* GOAL OF THE EXERCISE: Show, from the entries below, every line in which "yellow" appears.

* Stored data entries:

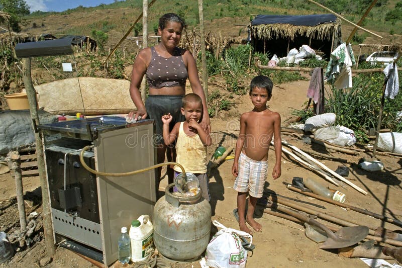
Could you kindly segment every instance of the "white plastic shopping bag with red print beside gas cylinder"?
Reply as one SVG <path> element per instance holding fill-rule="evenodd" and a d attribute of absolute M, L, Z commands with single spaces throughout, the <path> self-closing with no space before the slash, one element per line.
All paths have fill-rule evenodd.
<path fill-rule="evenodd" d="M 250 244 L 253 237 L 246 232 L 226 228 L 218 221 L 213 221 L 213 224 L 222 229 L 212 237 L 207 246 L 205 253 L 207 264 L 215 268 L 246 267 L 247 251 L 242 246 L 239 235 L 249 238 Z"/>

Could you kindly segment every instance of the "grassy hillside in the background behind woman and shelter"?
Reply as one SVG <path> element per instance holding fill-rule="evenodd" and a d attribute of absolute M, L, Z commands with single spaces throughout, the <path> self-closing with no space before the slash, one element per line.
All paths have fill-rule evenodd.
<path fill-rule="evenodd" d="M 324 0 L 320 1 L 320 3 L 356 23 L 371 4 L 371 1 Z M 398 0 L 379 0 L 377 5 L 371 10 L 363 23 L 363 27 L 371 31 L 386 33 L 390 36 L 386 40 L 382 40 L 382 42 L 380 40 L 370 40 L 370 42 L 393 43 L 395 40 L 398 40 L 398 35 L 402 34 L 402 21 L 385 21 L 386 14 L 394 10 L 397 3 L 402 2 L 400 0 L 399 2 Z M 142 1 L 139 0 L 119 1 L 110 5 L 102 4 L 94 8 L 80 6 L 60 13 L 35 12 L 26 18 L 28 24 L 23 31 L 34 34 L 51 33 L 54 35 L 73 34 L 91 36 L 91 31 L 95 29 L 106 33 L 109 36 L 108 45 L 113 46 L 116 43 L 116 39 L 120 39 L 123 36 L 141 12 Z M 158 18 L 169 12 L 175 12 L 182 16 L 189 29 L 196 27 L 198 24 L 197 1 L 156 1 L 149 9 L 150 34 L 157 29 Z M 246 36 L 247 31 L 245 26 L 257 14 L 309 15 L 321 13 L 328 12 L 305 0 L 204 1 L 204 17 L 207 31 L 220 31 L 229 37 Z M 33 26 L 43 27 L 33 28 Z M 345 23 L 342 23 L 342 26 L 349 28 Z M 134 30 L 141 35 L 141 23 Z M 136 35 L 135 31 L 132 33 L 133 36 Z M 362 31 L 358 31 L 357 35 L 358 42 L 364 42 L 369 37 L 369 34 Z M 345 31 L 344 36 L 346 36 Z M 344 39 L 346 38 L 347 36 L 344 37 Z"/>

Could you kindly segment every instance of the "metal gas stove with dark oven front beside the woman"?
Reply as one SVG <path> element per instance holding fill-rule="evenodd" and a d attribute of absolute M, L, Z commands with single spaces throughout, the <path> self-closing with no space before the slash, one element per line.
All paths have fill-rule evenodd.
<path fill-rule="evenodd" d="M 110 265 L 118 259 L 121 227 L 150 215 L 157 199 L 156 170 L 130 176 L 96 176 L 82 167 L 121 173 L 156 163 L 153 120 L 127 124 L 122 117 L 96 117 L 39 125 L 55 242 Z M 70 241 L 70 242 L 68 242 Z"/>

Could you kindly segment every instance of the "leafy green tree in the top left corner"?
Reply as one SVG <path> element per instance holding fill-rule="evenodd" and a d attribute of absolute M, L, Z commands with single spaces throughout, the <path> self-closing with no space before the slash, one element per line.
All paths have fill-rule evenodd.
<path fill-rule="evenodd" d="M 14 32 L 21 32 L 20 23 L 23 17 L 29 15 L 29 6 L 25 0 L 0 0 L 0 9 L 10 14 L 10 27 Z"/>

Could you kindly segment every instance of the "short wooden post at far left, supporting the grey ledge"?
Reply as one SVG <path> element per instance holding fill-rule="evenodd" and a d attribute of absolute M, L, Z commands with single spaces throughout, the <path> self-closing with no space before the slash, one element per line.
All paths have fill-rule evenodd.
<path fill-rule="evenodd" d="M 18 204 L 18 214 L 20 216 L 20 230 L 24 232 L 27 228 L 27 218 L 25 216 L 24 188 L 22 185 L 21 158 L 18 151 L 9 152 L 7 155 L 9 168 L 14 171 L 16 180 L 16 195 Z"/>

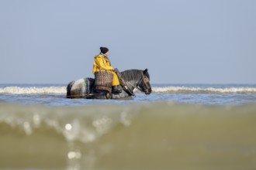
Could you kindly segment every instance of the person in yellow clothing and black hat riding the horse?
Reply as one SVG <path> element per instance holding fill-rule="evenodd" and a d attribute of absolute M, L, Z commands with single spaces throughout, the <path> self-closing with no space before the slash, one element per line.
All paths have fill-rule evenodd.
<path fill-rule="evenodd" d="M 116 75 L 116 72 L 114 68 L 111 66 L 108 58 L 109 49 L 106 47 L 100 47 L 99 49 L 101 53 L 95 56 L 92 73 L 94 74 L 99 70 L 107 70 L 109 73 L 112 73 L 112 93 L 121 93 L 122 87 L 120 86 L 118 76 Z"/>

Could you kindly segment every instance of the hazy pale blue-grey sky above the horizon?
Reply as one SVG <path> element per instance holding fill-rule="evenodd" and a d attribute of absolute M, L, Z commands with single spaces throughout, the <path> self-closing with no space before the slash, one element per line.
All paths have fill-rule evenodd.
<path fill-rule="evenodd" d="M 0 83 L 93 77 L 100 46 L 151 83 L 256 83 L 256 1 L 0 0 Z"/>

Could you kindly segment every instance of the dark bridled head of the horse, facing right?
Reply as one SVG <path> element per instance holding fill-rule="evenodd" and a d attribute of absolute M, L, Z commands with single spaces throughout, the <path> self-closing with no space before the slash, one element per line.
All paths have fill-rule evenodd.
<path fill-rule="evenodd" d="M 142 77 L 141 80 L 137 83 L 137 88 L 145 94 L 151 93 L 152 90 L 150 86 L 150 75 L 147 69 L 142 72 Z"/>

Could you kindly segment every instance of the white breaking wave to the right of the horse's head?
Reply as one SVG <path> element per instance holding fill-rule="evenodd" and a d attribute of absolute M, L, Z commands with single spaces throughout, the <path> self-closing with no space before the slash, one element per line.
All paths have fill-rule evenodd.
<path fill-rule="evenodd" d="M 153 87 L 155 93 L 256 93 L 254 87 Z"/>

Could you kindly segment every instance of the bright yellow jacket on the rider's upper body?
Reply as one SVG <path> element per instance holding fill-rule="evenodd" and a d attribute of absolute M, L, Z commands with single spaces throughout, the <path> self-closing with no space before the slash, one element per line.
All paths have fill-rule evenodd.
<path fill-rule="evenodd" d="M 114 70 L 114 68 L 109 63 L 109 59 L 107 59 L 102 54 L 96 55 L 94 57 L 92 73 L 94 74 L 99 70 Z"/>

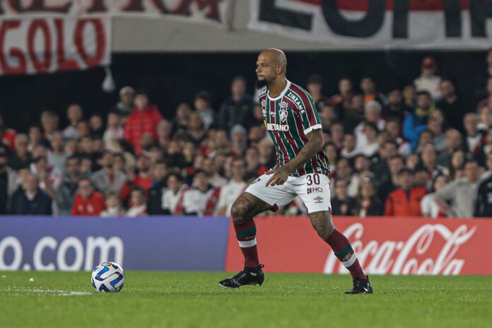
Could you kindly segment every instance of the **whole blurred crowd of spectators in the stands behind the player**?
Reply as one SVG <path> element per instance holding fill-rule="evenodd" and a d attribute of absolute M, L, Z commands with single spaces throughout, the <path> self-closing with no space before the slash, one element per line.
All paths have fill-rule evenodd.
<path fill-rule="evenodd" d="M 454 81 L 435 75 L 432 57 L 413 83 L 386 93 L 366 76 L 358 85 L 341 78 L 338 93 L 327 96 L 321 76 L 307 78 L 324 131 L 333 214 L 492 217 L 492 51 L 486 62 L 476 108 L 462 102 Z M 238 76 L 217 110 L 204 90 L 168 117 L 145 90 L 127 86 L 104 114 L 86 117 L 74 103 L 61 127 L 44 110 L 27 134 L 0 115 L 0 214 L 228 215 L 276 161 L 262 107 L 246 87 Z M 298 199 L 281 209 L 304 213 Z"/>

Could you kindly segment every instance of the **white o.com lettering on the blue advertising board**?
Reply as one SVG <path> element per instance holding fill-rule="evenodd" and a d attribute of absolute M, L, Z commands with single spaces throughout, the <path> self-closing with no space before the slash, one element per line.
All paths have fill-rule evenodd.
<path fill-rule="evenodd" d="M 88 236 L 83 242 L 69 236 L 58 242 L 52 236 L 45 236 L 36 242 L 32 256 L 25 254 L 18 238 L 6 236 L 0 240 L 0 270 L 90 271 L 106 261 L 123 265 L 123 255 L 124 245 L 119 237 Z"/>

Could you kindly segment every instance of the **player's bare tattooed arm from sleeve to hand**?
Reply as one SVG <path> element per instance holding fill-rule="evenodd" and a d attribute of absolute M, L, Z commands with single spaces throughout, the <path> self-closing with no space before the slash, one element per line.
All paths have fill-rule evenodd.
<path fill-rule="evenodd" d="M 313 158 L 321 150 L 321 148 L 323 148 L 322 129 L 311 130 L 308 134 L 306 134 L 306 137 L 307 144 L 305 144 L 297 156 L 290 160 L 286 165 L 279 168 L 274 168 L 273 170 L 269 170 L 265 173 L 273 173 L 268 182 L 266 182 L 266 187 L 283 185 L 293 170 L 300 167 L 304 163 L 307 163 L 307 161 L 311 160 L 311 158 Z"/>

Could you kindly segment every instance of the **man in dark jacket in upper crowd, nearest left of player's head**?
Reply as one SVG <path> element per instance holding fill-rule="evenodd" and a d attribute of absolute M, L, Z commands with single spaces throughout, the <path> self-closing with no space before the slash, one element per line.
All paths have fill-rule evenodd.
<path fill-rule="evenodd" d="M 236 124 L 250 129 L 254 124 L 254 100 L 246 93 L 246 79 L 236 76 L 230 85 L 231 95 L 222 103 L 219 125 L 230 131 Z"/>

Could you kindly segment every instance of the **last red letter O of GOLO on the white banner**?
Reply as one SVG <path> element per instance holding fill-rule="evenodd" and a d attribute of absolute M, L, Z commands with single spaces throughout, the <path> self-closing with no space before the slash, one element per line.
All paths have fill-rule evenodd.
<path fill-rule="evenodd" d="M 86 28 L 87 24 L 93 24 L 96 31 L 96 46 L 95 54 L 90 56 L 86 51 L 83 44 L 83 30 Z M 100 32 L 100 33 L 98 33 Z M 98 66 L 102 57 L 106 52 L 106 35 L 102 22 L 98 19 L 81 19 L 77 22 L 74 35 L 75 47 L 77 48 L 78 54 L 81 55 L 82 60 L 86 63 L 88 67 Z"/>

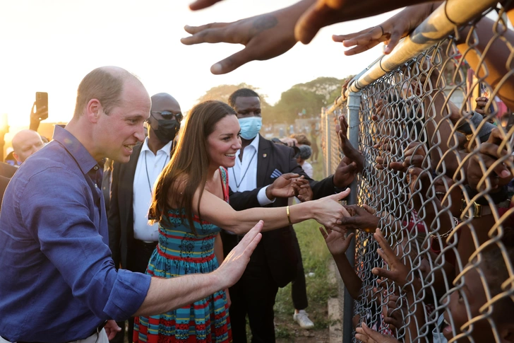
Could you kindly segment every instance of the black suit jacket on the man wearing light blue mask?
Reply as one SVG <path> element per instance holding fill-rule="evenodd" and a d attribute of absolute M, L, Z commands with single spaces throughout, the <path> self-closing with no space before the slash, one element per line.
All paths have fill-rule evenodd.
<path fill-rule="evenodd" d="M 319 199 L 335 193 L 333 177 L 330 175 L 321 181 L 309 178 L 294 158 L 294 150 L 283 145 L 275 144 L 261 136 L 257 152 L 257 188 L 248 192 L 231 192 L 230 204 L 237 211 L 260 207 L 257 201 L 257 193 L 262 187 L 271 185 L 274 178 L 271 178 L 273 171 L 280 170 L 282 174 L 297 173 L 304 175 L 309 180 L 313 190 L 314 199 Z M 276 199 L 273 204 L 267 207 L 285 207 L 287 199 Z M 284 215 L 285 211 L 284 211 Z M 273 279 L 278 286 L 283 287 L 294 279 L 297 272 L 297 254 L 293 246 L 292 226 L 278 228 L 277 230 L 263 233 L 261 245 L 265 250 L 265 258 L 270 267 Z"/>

* ANSWER TO THE PROBLEM:
Could you kindly segment every instance of the person in yellow clothing and black hat riding the horse?
Could you kindly segment every instance of the bright yellow jacket on the rider's upper body?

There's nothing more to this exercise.